▶ **Text for analysis**
-- -- --
SANDRA L. KIRWOOD vs. ROGER W. KIRWOOD
27 Mass. App. Ct. 1156
June 7, 1989
Anne M. Rideout for Sandra L. Kirwood.
James O’S. Morton for Roger W. Kirwood.
After the parties’ son, Joshua, turned eighteen on May 8, 1987, the defendant terminated the child support payment of $100 per week that he had been paying pursuant to the judgment of divorce entered on November 18, 1976. The plaintiff filed a complaint for modification in which she alleged, pursuant to the provisions of G. L. c. 208, Section 28, as amended through St. 1985, c. 490, Section 1, [Note 1] that Joshua continued to be domiciled with her, and that he was principally dependent upon her for support. The complaint sought to continue (and increase) the support paid by the defendant for Joshua. A judge of the Probate and Family Court held an evidentiary hearing and concluded that Joshua was not principally dependent on the plaintiff for his maintenance. The plaintiff has appealed from the judgment dismissing her complaint. [Note 2] We affirm.
-- -- --
▶ **Your tasks**
**a.** From the Kirwood decision, extract everything from "James O’S. Morton" down to "2] We affirm.".
**b.** List every full calendar date (month, day and year) that appears in the Kirwood decision.
**c.** According to the Kirwood decision, how much child support had the defendant been paying each week before he stopped?
Rely only on the Kirwood decision for your answers.
-- -- --
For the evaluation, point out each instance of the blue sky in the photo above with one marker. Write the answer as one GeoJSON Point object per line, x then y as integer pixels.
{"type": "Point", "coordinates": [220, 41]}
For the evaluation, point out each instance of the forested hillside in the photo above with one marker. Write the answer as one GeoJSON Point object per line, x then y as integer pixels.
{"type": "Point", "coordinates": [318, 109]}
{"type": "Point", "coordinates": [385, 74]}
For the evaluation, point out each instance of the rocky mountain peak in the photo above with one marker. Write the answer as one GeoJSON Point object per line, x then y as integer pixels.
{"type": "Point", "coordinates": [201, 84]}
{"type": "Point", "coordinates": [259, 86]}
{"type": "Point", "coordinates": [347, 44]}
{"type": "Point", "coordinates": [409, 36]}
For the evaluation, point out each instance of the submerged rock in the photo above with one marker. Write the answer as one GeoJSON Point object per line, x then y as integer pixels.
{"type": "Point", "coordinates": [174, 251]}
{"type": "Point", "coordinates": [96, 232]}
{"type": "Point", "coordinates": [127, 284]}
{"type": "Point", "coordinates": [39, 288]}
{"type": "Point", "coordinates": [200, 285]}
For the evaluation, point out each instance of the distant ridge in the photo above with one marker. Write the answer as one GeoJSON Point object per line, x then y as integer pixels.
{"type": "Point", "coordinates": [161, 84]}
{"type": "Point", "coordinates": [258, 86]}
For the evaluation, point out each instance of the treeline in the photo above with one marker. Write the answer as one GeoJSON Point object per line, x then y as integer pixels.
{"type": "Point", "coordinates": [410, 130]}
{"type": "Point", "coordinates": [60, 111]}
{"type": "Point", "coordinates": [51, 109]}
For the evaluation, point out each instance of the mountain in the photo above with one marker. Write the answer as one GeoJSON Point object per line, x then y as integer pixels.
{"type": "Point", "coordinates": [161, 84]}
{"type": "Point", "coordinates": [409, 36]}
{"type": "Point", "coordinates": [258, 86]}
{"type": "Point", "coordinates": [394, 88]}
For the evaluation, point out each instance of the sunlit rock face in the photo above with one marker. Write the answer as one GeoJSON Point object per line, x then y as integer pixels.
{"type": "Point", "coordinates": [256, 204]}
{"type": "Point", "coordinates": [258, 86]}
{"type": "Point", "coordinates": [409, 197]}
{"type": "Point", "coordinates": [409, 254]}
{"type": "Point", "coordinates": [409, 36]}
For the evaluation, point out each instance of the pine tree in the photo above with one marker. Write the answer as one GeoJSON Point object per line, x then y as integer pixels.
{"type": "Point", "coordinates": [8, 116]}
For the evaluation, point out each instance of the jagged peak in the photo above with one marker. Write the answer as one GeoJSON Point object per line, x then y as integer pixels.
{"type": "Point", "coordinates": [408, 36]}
-- -- --
▶ **Answers below**
**a.**
James O’S. Morton for Roger W. Kirwood.
After the parties’ son, Joshua, turned eighteen on May 8, 1987, the defendant terminated the child support payment of $100 per week that he had been paying pursuant to the judgment of divorce entered on November 18, 1976. The plaintiff filed a complaint for modification in which she alleged, pursuant to the provisions of G. L. c. 208, Section 28, as amended through St. 1985, c. 490, Section 1, [Note 1] that Joshua continued to be domiciled with her, and that he was principally dependent upon her for support. The complaint sought to continue (and increase) the support paid by the defendant for Joshua. A judge of the Probate and Family Court held an evidentiary hearing and concluded that Joshua was not principally dependent on the plaintiff for his maintenance. The plaintiff has appealed from the judgment dismissing her complaint. [Note 2] We affirm.

**b.** June 7, 1989; May 8, 1987; November 18, 1976

**c.** $100 per week